- _Your tasks_
A: Rewrite the locker room essay from "Walking amidst a" up to and including "more private place.", putting "running tights" in place of "Lululemon pants".
B: Answer these questions using the locker room essay:
(i) What does the writer put in before blasting Pandora?
(ii) On which parts of the body are the writer's stretch marks?
(iii) What status is the writer recently reminded of in the locker room?

- _Extract_
Every morning as I step into the gym, I immediately put my gym bag in my locker. I shut the door, put my headphones in, and blast Pandora before my lift. My only focus walking out is the workout ahead. Upon my return, I am reminded of a different focus.
Walking amidst a variety of women, my privilege begins to make itself known. I am tall, thin, white, a biological female who identifies as heterosexual. I carry a lot of privilege walking in and out of the locker room. As I strip my sweat drenched Lululemon pants from my bronzed skin, I think nothing of my nakedness. I often do not even reach for a towel until I am headed to the showers. While I am comfortable in my nudity, I see many women clutching their towels, fingers in armpits, scampering off to change in a more private place.
Even me, the privileged girl, still holds insecurities about my body. I have stretch marks strewn across my inner thighs and glutes that are shadows of a high school eating disorder. I know what it's like to feel “fat,” a word that most women have labeled themselves at one time or another. I also know what it feels like to feel too skinny. After recovering from my eating disorder, I deleted all pictures I could find of myself. My breasts are the things I'm most insecure about. They never took the same shape. They're still round, and they're still boobs, but they aren't society's 'ideal', just an average C cup. Some days I look in the mirror and have outlines of my abdominals, and sometimes I don't. Sometimes I look in the mirror and think I'm too skinny, whereas other times, I wish I wasn't so bloated. In fact, most of my insecurities in the locker room reveal themselves to me after peering at myself in the mirror.
But what about the women who are afraid to even peek their heads from behind their towels? The women who hide in the changing room as they shed their clothes? The women who do not step into the locker room out of fear? Not only are we dealing with insecurities we hold towards our physical bodies, but also the ones we hold of our past selves, our personal scars and stories that we carry with us each day. Recently, what I am often reminded of in the locker room, is my HSV2+ status. What if I had to wear a scarlet letter each day in the locker room that said, “herpes+.” Would that change how the women around me responded to my presence? Would they be afraid to step where I stepped, or use the same towels or showers simply because I am a carrier of the virus? Would I be banned from the locker room, or even the gym itself?

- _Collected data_

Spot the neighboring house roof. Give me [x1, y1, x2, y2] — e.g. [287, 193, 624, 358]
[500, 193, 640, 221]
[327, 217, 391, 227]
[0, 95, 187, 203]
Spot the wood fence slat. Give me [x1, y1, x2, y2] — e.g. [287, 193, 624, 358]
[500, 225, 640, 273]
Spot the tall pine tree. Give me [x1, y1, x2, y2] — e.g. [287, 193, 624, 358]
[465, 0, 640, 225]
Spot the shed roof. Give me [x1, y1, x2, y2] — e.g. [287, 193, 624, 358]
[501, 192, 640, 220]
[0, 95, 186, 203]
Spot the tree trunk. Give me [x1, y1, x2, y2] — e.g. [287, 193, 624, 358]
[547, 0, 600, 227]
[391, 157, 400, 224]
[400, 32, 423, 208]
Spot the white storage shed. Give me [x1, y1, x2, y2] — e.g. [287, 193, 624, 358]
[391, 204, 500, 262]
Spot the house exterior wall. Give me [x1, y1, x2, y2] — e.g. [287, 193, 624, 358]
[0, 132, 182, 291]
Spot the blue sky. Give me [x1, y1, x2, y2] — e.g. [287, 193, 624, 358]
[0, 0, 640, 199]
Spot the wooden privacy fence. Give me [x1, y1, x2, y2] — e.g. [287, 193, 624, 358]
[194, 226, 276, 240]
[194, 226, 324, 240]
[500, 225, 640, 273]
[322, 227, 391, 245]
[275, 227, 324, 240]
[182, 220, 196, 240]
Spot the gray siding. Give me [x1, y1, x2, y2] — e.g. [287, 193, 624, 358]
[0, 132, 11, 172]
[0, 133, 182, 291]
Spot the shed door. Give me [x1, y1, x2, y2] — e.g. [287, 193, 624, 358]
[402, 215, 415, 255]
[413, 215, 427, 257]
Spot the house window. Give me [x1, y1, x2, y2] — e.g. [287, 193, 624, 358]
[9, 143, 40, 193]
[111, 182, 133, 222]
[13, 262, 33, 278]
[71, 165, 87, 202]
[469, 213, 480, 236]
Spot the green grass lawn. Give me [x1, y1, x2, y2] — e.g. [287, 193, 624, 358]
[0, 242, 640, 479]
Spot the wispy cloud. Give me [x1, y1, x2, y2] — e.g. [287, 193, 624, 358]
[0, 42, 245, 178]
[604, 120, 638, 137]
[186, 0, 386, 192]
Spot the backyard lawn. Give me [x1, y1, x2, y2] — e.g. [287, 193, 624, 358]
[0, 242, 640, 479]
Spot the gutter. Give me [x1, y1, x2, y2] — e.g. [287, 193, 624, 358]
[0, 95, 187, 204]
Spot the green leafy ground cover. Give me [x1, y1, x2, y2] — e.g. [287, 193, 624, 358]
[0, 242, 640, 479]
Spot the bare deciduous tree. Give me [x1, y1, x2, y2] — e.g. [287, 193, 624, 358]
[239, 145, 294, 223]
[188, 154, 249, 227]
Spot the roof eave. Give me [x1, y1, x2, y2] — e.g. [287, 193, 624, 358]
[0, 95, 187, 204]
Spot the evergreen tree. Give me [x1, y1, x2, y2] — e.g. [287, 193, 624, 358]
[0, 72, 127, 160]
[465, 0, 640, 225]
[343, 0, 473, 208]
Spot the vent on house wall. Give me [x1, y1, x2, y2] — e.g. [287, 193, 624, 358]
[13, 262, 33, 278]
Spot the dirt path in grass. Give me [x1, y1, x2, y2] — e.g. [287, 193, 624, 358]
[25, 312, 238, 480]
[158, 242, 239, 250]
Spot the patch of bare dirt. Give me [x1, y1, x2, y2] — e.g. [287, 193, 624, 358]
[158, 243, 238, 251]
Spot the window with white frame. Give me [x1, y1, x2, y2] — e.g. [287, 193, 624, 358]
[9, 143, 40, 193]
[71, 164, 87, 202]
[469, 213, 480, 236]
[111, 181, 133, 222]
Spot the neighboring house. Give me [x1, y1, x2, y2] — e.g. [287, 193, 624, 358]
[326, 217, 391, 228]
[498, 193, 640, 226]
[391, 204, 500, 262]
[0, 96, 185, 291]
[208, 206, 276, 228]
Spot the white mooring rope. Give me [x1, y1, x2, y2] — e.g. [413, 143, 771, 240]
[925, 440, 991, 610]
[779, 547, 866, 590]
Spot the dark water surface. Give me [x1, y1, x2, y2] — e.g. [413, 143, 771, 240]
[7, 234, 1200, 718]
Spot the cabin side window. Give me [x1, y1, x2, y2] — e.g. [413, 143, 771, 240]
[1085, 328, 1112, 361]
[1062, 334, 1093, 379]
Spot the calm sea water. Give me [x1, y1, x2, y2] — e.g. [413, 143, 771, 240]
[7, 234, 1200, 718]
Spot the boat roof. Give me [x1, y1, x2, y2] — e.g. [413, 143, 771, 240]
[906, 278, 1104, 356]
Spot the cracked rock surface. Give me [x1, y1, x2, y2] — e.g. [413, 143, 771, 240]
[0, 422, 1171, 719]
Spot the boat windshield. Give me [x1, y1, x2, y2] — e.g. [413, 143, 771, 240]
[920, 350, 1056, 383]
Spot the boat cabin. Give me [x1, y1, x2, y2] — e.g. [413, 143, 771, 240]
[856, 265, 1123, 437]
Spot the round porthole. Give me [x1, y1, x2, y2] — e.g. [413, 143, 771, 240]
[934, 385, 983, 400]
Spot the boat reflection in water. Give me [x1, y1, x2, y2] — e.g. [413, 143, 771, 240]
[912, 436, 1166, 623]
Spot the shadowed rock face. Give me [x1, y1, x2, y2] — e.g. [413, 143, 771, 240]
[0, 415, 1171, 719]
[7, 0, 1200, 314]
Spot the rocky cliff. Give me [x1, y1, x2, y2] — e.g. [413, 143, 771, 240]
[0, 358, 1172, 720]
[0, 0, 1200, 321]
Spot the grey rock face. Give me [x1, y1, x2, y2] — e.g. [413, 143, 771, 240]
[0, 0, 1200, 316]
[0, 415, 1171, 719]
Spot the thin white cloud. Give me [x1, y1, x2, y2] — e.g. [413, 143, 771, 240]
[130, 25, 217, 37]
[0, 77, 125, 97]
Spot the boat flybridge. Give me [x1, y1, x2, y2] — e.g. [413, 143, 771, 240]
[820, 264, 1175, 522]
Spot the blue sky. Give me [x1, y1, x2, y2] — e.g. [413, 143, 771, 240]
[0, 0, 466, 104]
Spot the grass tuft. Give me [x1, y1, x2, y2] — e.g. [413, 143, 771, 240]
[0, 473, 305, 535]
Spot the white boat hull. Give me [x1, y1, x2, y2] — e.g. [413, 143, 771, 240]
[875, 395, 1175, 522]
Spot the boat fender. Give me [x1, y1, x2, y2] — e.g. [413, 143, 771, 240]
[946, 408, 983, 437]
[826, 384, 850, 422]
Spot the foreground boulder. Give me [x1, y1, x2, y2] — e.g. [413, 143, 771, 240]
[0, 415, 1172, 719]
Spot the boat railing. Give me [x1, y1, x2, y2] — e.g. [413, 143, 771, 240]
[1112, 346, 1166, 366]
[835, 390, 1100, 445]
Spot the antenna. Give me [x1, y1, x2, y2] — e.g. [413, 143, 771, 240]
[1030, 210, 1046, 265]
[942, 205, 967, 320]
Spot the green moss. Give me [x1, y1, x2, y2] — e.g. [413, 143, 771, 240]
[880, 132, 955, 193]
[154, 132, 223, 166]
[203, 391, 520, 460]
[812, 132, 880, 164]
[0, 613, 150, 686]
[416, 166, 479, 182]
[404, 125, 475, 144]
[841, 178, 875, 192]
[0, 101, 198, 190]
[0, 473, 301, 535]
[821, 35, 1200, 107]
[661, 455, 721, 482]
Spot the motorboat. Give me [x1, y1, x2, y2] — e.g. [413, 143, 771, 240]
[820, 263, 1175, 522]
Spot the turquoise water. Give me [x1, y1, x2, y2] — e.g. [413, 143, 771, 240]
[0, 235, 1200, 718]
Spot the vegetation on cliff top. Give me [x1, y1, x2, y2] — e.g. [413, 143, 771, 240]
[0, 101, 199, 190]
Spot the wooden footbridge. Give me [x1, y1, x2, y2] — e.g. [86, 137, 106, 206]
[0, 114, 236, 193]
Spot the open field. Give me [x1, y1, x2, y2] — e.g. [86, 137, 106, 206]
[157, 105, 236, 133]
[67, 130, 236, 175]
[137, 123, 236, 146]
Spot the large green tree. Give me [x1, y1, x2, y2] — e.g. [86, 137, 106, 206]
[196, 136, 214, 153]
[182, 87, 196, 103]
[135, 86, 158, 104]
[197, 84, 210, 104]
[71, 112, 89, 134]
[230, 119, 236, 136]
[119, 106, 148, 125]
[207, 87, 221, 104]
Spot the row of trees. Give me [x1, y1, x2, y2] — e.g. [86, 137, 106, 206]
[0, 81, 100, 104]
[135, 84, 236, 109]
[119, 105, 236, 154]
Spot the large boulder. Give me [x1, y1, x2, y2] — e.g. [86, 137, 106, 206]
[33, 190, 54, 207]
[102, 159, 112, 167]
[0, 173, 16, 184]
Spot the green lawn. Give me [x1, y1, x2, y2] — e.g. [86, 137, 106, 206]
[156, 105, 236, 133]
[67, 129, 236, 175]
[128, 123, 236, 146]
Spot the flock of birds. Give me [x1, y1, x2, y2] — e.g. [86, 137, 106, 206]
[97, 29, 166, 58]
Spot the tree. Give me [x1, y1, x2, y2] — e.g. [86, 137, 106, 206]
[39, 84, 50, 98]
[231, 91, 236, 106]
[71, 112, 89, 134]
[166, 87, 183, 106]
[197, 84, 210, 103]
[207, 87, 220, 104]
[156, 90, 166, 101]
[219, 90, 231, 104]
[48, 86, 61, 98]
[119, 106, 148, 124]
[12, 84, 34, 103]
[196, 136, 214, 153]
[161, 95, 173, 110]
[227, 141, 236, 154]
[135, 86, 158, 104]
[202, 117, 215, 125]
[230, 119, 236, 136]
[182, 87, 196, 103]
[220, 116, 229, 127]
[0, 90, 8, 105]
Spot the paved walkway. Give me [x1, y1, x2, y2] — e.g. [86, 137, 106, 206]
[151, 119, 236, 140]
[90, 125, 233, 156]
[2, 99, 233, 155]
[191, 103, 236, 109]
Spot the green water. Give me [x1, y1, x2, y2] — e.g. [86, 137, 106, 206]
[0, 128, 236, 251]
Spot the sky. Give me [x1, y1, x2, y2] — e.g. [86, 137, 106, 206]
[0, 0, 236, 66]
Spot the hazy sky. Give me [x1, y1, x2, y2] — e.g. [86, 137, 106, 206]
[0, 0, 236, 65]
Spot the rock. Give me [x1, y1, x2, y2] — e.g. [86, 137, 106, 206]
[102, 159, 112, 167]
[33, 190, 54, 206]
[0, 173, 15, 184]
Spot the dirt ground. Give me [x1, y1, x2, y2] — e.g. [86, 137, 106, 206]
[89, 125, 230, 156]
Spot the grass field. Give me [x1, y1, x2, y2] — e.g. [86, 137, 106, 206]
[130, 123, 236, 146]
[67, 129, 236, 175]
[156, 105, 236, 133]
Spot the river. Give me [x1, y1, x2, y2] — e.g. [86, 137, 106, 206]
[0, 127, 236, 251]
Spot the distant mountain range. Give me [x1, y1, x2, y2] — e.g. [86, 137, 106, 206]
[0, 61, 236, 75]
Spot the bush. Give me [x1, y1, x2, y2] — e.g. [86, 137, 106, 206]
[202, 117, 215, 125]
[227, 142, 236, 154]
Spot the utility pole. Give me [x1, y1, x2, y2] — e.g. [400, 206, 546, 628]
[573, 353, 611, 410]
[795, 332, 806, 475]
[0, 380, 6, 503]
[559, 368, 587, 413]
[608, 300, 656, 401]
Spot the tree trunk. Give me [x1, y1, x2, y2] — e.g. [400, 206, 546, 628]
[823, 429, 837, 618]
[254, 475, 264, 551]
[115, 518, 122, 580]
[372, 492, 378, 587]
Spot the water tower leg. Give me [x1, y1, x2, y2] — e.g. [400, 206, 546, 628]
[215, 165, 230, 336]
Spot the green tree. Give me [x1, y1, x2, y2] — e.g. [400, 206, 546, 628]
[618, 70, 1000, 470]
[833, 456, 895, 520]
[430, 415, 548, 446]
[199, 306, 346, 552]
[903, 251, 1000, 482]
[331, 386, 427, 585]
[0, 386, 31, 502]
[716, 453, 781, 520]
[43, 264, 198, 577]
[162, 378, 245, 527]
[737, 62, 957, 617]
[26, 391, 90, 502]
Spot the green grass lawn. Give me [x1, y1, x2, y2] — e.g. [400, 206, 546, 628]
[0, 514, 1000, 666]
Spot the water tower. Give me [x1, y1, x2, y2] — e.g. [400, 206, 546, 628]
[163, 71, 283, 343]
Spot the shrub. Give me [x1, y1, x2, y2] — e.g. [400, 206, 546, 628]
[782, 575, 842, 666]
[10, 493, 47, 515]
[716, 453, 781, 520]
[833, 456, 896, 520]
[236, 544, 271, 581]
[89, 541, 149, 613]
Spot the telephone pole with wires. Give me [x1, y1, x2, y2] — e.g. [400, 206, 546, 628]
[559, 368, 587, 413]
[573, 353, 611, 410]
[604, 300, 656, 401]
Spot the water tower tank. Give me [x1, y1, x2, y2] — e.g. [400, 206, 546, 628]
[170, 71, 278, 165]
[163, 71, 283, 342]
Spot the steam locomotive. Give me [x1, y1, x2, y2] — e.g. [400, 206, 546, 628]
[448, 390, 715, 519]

- _Task-by-task outputs_
A:
Walking amidst a variety of women, my privilege begins to make itself known. I am tall, thin, white, a biological female who identifies as heterosexual. I carry a lot of privilege walking in and out of the locker room. As I strip my sweat drenched running tights from my bronzed skin, I think nothing of my nakedness. I often do not even reach for a towel until I am headed to the showers. While I am comfortable in my nudity, I see many women clutching their towels, fingers in armpits, scampering off to change in a more private place.

B:
(i) Headphones.
(ii) The inner thighs and glutes.
(iii) HSV2+ status.